## Excerpt to read
== == ==

So, you want to become a Commodity Trading Advisor (CTA). Perhaps you have worked at a trading firm and finally want to go out and start up your own shop. Maybe your personal trading portfolio over the last several years has been so extraordinary that your friends and family are practically begging you to manage their money. Or maybe, as the trading hotshot you are, you have just recently developed a proprietary trading system that seems to print money. Whatever the reason, you are now finally giving serious thought to becoming a Commodity Trading Advisor and making money off your trading skill. But where exactly do you start? And what should you expect once you hang out your CTA shingle? Read on to find out.

What Is a Commodity Trading Advisor?
The National Futures Association (NFA) defines a Commodity Trading Advisor as an individual or firm that directly or indirectly advises clients on buying or selling futures or options contracts. These professional money managers, which must be registered with the Commodity Futures Trading Commission (CFTC), are ultimately compensated by sharing in performance and/or charging a management fee.

Your First Steps to Becoming a Commodity Trading Advisor
There is no formal education process when it comes to becoming a CTA. While it is advisable to have worked at a trading firm prior to your career move, it by no means guarantees your success. Similarly, not having previously worked at a firm does not exclude you from becoming a CTA. There are scores of CTAs that have had no formal trading education prior to starting their own firm.

However, even before you apply with the NFA to become a CTA, you must first pass the Series 3 exam. This 120-question, 2.5-hour exam will gauge your understanding of and competency in the futures market's makeup and regulations. (Tips for passing these tough exams can come in handy. For some general tips on passing financial exams, see The Key To CFP Exam Success and Studying For The CFP Exam.)

Are You Ready to Run Your Own CTA Firm?
As is true of any new venture, it is wise to take a step back and evaluate your situation. In this case, it first means looking at your trading returns and asking the following questions:

  • How have you performed over a prolonged period of time?
  • Were your returns consistent over a wide range of market environments? Or were they generated during an optimal trading environment for your strategy?

== == ==

## Work to do
Please name the exam the article on becoming a Commodity Trading Advisor says you must pass before applying with the NFA.

== == ==

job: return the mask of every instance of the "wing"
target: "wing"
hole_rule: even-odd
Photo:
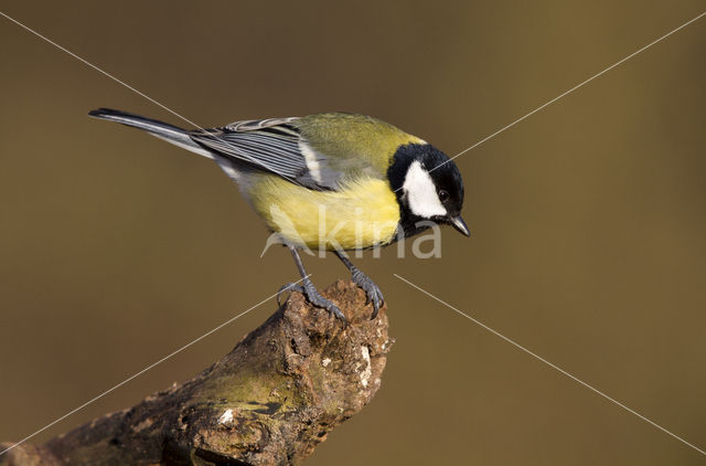
[[[189,136],[236,165],[275,173],[310,189],[338,189],[343,174],[330,169],[327,157],[303,139],[292,125],[298,119],[236,121],[221,128],[194,130]]]

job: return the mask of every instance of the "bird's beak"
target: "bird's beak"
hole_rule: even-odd
[[[453,227],[459,232],[461,232],[463,235],[466,236],[471,235],[471,232],[468,230],[468,226],[466,225],[466,222],[463,221],[463,219],[461,219],[461,215],[452,216],[450,221],[451,221],[451,225],[453,225]]]

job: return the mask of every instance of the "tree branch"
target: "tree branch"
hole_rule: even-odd
[[[350,282],[324,293],[344,327],[293,293],[194,379],[34,446],[2,465],[288,465],[370,403],[391,347],[387,316]],[[4,444],[0,449],[11,446]]]

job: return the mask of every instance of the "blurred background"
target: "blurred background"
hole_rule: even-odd
[[[374,115],[456,155],[696,17],[703,1],[4,1],[199,125]],[[359,265],[397,342],[309,465],[691,465],[704,456],[398,273],[706,447],[706,19],[460,157],[473,235]],[[20,439],[297,277],[207,160],[90,119],[182,125],[0,18],[0,439]],[[409,244],[408,244],[409,246]],[[304,258],[324,287],[345,269]],[[46,430],[183,381],[269,301]]]

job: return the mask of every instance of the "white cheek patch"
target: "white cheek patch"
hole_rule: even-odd
[[[447,214],[429,172],[418,161],[409,166],[402,189],[407,198],[409,210],[415,215],[429,219]]]

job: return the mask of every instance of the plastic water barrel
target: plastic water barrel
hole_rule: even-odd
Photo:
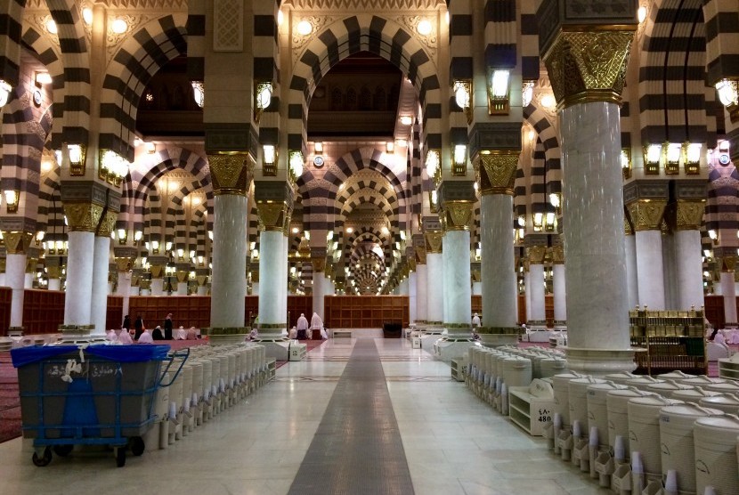
[[[580,421],[583,426],[588,424],[588,387],[596,384],[606,384],[607,380],[588,377],[575,378],[567,383],[568,399],[570,405],[570,425]],[[588,432],[583,432],[588,434]]]
[[[696,377],[697,375],[690,375],[689,373],[684,373],[679,369],[676,369],[674,371],[670,371],[670,373],[657,375],[655,377],[661,380],[670,380],[676,383],[682,383],[685,380],[689,380],[690,378],[694,378]]]
[[[608,445],[616,446],[616,435],[623,439],[623,450],[627,457],[631,455],[629,449],[629,401],[635,397],[652,395],[637,388],[611,390],[605,394],[605,408],[608,415]]]
[[[567,371],[552,377],[552,389],[555,395],[554,410],[562,418],[562,426],[569,426],[570,421],[570,389],[571,380],[584,378],[588,375],[581,375],[576,371]]]
[[[739,466],[736,436],[739,418],[735,416],[701,418],[695,420],[695,488],[703,493],[710,485],[716,493],[739,493]]]
[[[529,386],[532,383],[532,361],[526,358],[512,356],[503,360],[503,383],[512,386]]]
[[[594,384],[587,388],[588,431],[593,426],[597,428],[598,444],[608,444],[608,408],[605,402],[608,393],[628,388],[625,385],[612,382]]]
[[[739,397],[736,395],[709,391],[706,394],[715,394],[715,395],[703,397],[698,402],[699,405],[723,410],[725,414],[739,414]]]
[[[541,359],[540,369],[542,378],[548,378],[567,371],[567,360],[557,356],[549,356]]]
[[[653,392],[662,397],[672,399],[672,395],[678,390],[693,390],[695,387],[692,385],[678,384],[675,382],[662,382],[660,384],[652,384],[646,386],[646,390]]]
[[[641,454],[644,472],[662,476],[662,453],[660,449],[660,410],[667,406],[682,404],[674,399],[660,395],[636,397],[629,401],[629,457],[635,451]]]
[[[723,416],[718,409],[678,404],[660,410],[660,446],[662,473],[678,473],[678,492],[695,492],[695,444],[693,426],[699,418]]]

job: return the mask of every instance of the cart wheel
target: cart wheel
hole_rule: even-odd
[[[66,458],[70,453],[72,453],[72,449],[74,449],[74,445],[71,443],[66,443],[64,445],[54,445],[53,450],[54,453],[61,458]]]
[[[33,460],[34,466],[37,466],[39,467],[48,466],[49,463],[52,462],[52,449],[50,447],[44,449],[44,455],[40,458],[37,453],[34,452],[31,460]]]
[[[143,439],[140,436],[132,436],[128,441],[128,447],[131,449],[131,453],[134,456],[140,456],[143,453],[146,445],[143,443]]]
[[[126,466],[126,447],[116,447],[116,466]]]

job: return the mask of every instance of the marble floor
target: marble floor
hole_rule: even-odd
[[[417,494],[606,494],[452,381],[448,364],[410,340],[374,339]],[[0,493],[286,494],[356,339],[325,342],[274,381],[163,450],[54,456],[31,463],[30,441],[0,444]],[[358,390],[361,393],[361,390]]]

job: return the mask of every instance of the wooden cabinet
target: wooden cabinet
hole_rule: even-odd
[[[326,296],[323,323],[330,329],[381,329],[410,322],[408,296]]]

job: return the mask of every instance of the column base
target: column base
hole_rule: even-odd
[[[595,377],[637,369],[635,349],[576,349],[567,347],[567,369]]]
[[[246,327],[210,327],[200,329],[200,335],[207,336],[211,345],[226,345],[244,342],[249,332]]]
[[[443,337],[434,343],[434,355],[444,362],[451,362],[453,359],[466,357],[469,348],[479,345],[472,337],[468,339],[450,338]],[[428,347],[425,347],[428,350]]]

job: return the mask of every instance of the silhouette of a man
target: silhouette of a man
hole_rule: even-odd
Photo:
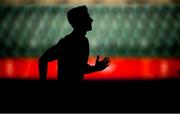
[[[92,29],[93,20],[86,6],[79,6],[67,13],[67,18],[73,27],[72,33],[60,39],[49,48],[39,59],[41,80],[46,80],[48,62],[58,60],[58,80],[81,81],[84,74],[101,71],[109,65],[109,58],[99,61],[97,56],[94,66],[87,64],[89,57],[89,42],[86,32]]]

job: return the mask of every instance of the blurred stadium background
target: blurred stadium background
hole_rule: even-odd
[[[0,78],[39,79],[38,58],[72,28],[66,13],[87,5],[93,18],[89,63],[109,56],[85,80],[180,78],[180,0],[1,0]],[[73,58],[73,55],[72,55]],[[56,61],[48,79],[57,79]]]

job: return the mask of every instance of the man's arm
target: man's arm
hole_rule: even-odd
[[[90,66],[89,64],[86,64],[86,66],[84,67],[84,73],[102,71],[109,66],[109,62],[110,60],[108,57],[105,57],[102,61],[99,61],[99,56],[97,56],[95,66]]]
[[[49,48],[39,59],[39,76],[41,80],[46,80],[48,62],[57,59],[58,46]]]

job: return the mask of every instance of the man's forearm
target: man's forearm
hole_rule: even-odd
[[[39,60],[39,75],[41,80],[46,80],[47,76],[47,61]]]
[[[86,65],[86,67],[84,68],[84,73],[93,73],[96,72],[97,69],[95,66],[90,66],[90,65]]]

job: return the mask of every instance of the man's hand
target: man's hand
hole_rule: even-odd
[[[109,57],[105,57],[102,61],[99,61],[99,56],[97,56],[95,68],[97,71],[104,70],[106,67],[109,66]]]

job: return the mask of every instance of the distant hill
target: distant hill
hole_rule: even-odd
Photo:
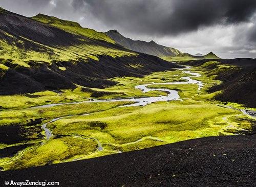
[[[0,8],[0,95],[104,88],[117,83],[113,77],[142,77],[177,66],[75,22]]]
[[[147,42],[145,41],[133,40],[125,37],[115,30],[109,31],[105,33],[117,43],[133,51],[159,57],[175,56],[181,53],[175,48],[159,45],[154,41]]]
[[[204,56],[204,55],[203,55],[201,53],[197,53],[196,55],[195,55],[194,56]]]
[[[174,57],[169,56],[161,58],[164,60],[170,62],[186,61],[200,59],[219,59],[220,58],[211,52],[207,55],[203,56],[195,56],[189,53],[184,53],[178,54],[176,56]]]

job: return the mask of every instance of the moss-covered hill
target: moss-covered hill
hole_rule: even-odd
[[[176,49],[159,45],[154,41],[147,42],[145,41],[133,40],[131,38],[125,38],[115,30],[109,31],[106,34],[121,45],[139,52],[159,57],[175,56],[181,53]]]
[[[123,48],[104,33],[76,22],[0,9],[0,95],[77,85],[102,88],[115,84],[106,80],[111,78],[141,77],[175,67]]]
[[[192,55],[189,53],[184,53],[177,55],[176,56],[162,56],[161,58],[165,60],[168,60],[170,62],[180,62],[180,61],[188,61],[200,59],[219,59],[220,57],[218,57],[212,52],[210,52],[205,55],[196,56]]]

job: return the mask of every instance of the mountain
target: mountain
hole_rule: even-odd
[[[184,53],[177,55],[176,56],[162,57],[163,59],[170,62],[182,62],[190,60],[200,59],[220,59],[212,52],[210,52],[207,55],[203,56],[195,56],[189,53]]]
[[[181,54],[179,54],[177,55],[177,56],[179,57],[190,57],[191,58],[194,58],[194,59],[220,59],[219,57],[218,57],[216,54],[213,53],[212,52],[210,52],[207,55],[202,55],[202,56],[195,56],[195,55],[190,55],[189,53],[182,53]]]
[[[203,55],[201,53],[197,53],[196,55],[195,55],[194,56],[204,56],[204,55]]]
[[[218,59],[220,58],[211,52],[203,56],[205,59]]]
[[[109,31],[105,33],[116,43],[133,51],[159,57],[174,56],[181,53],[176,49],[159,45],[154,41],[147,42],[125,38],[115,30]]]
[[[0,9],[0,95],[104,88],[116,84],[113,77],[142,77],[177,66],[76,22]]]

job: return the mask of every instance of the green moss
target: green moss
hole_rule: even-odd
[[[97,143],[91,139],[63,137],[27,149],[5,165],[5,169],[17,169],[50,163],[58,163],[76,155],[90,154],[96,150]]]
[[[62,71],[66,71],[66,67],[58,67],[58,68]]]
[[[215,64],[209,62],[206,66]],[[61,95],[47,91],[26,96],[0,97],[1,105],[7,108],[0,112],[2,125],[14,123],[25,125],[30,119],[38,118],[42,118],[43,123],[54,118],[75,115],[48,124],[47,128],[52,131],[53,136],[45,144],[26,149],[14,157],[2,158],[0,167],[8,170],[70,161],[191,138],[232,135],[241,130],[250,130],[254,120],[248,118],[239,110],[216,105],[220,103],[213,98],[218,93],[207,92],[209,87],[220,82],[215,80],[214,76],[209,76],[208,72],[204,72],[202,67],[192,71],[202,75],[201,77],[193,78],[203,82],[204,87],[200,92],[195,84],[156,84],[148,86],[176,89],[183,102],[158,102],[144,107],[118,107],[131,103],[109,102],[22,109],[51,102],[81,101],[91,97],[95,91],[100,99],[157,96],[163,93],[143,93],[134,86],[153,82],[181,81],[181,77],[188,76],[179,70],[156,73],[143,78],[112,79],[119,83],[106,89],[84,89],[77,85],[74,90],[62,90]],[[8,109],[12,106],[16,109]],[[90,115],[80,115],[84,113]],[[98,141],[103,150],[97,149]],[[7,145],[1,146],[3,148]],[[58,149],[57,151],[52,153],[52,148]]]
[[[115,41],[105,33],[97,32],[93,29],[82,28],[78,23],[76,22],[62,20],[55,17],[48,16],[41,14],[32,17],[32,18],[44,24],[51,25],[72,34],[115,43]]]

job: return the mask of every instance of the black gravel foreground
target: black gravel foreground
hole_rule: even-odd
[[[61,186],[255,186],[256,136],[195,139],[72,162],[0,172]]]

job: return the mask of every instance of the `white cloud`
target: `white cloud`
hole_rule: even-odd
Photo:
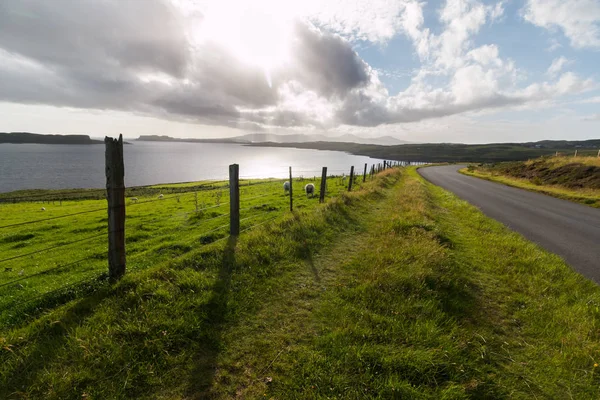
[[[584,121],[600,121],[600,114],[593,114],[583,118]]]
[[[76,10],[60,13],[42,0],[39,7],[34,1],[0,3],[0,101],[233,128],[327,129],[541,107],[595,87],[571,72],[561,75],[567,60],[560,58],[548,81],[519,87],[521,72],[497,45],[475,47],[481,28],[502,16],[502,2],[448,0],[437,14],[442,31],[433,34],[416,1],[391,7],[378,1],[372,9],[347,1],[317,9],[311,1],[281,12],[308,15],[317,27],[292,17],[281,27],[263,8],[228,14],[229,3],[194,8],[197,3],[186,0],[177,0],[177,7],[133,2],[123,11],[116,0],[80,0]],[[273,12],[284,8],[279,2],[256,3],[273,5]],[[73,27],[72,21],[89,14],[86,7],[102,20]],[[34,20],[27,17],[31,13]],[[113,21],[112,31],[99,25],[103,20]],[[37,28],[40,21],[54,28],[47,41],[45,30]],[[145,41],[140,32],[149,22],[161,35]],[[405,71],[374,70],[344,37],[383,43],[400,31],[412,40],[422,65],[406,90],[390,96],[379,76]],[[112,32],[126,37],[118,40]],[[287,47],[280,49],[282,38]],[[268,51],[272,47],[278,48],[276,57]]]
[[[548,67],[548,70],[546,71],[546,75],[550,76],[550,77],[554,77],[556,75],[558,75],[558,73],[560,71],[563,70],[563,68],[567,65],[569,65],[570,63],[572,63],[571,60],[568,60],[565,57],[558,57],[555,58],[552,61],[552,64]]]
[[[581,104],[597,104],[597,103],[600,103],[600,96],[589,97],[587,99],[583,99],[583,100],[578,101],[578,103],[581,103]]]
[[[575,48],[600,47],[600,2],[595,0],[528,0],[524,17],[545,29],[558,28]]]

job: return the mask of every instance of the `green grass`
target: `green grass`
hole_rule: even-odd
[[[596,285],[390,170],[5,329],[0,398],[598,398],[599,328]]]
[[[294,181],[294,206],[298,210],[318,205],[317,197],[307,198],[304,194],[307,182]],[[318,187],[320,179],[314,182]],[[289,210],[289,196],[284,194],[281,180],[240,183],[242,230]],[[223,183],[203,182],[180,188],[187,192],[172,193],[166,188],[160,185],[158,189],[128,193],[128,271],[180,257],[227,236],[229,189]],[[344,190],[341,179],[329,178],[328,190],[328,198],[339,195]],[[158,200],[158,193],[164,193],[164,199]],[[137,202],[131,200],[132,194]],[[60,195],[65,200],[36,197],[35,202],[0,203],[0,260],[6,260],[0,261],[0,327],[38,314],[40,301],[52,302],[55,298],[60,303],[89,292],[88,281],[92,286],[105,284],[106,200],[66,200],[65,191],[44,191],[44,195],[44,199]],[[196,201],[198,208],[205,210],[196,212]],[[32,221],[41,222],[27,224]],[[13,257],[18,258],[11,260]]]
[[[470,165],[459,172],[600,208],[600,158],[541,157]]]

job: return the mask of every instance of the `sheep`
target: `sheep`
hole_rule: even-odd
[[[315,185],[308,183],[306,186],[304,186],[304,191],[306,192],[306,197],[308,197],[309,194],[310,197],[313,197],[315,195]]]

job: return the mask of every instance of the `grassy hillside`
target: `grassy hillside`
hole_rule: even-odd
[[[318,205],[317,197],[303,194],[307,182],[294,180],[298,210]],[[320,179],[310,182],[318,187]],[[281,180],[240,184],[242,230],[289,210]],[[330,177],[328,190],[328,198],[344,190],[341,179]],[[158,199],[159,193],[163,199]],[[39,314],[40,302],[60,304],[106,283],[104,190],[7,193],[0,197],[0,212],[0,327]],[[226,238],[228,215],[225,182],[127,189],[128,270],[145,269]]]
[[[600,158],[549,156],[524,162],[471,165],[461,172],[600,207]]]
[[[600,288],[413,169],[47,306],[0,398],[600,395]]]
[[[424,143],[396,146],[377,146],[358,143],[254,143],[253,146],[296,147],[302,149],[337,150],[351,154],[398,161],[416,162],[500,162],[527,160],[530,158],[563,152],[580,155],[596,155],[600,140],[551,141],[534,143],[452,144]]]

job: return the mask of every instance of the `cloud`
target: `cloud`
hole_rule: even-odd
[[[600,3],[595,0],[528,0],[525,20],[560,29],[575,48],[600,47]]]
[[[581,104],[597,104],[597,103],[600,103],[600,96],[589,97],[587,99],[583,99],[583,100],[578,101],[578,103],[581,103]]]
[[[412,0],[305,0],[291,7],[298,7],[298,14],[348,40],[385,43],[402,30],[404,12],[412,3]]]
[[[562,69],[570,63],[572,63],[572,61],[568,60],[565,57],[561,56],[561,57],[555,58],[552,61],[552,64],[550,65],[550,67],[548,67],[548,70],[546,71],[546,75],[548,75],[550,77],[554,77],[554,76],[558,75],[558,73],[560,71],[562,71]]]
[[[593,114],[583,118],[584,121],[600,121],[600,114]]]

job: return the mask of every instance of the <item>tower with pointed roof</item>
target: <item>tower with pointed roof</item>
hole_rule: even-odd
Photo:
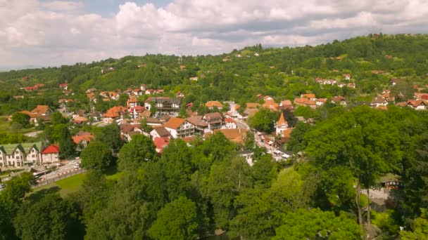
[[[284,112],[281,112],[281,116],[279,116],[279,120],[277,121],[276,126],[276,133],[277,135],[282,135],[282,132],[284,132],[289,127],[289,123],[285,121],[285,118],[284,117]]]

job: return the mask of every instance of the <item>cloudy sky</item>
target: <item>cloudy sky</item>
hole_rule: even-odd
[[[428,0],[0,0],[0,67],[316,45],[427,26]]]

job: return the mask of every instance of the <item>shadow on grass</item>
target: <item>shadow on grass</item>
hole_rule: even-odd
[[[42,199],[43,199],[43,197],[47,194],[59,193],[59,191],[61,191],[61,187],[58,186],[54,186],[52,187],[39,190],[37,192],[34,192],[31,195],[28,196],[26,199],[27,201],[37,202],[42,200]]]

== == ==

## Correct output
The Series 3 exam.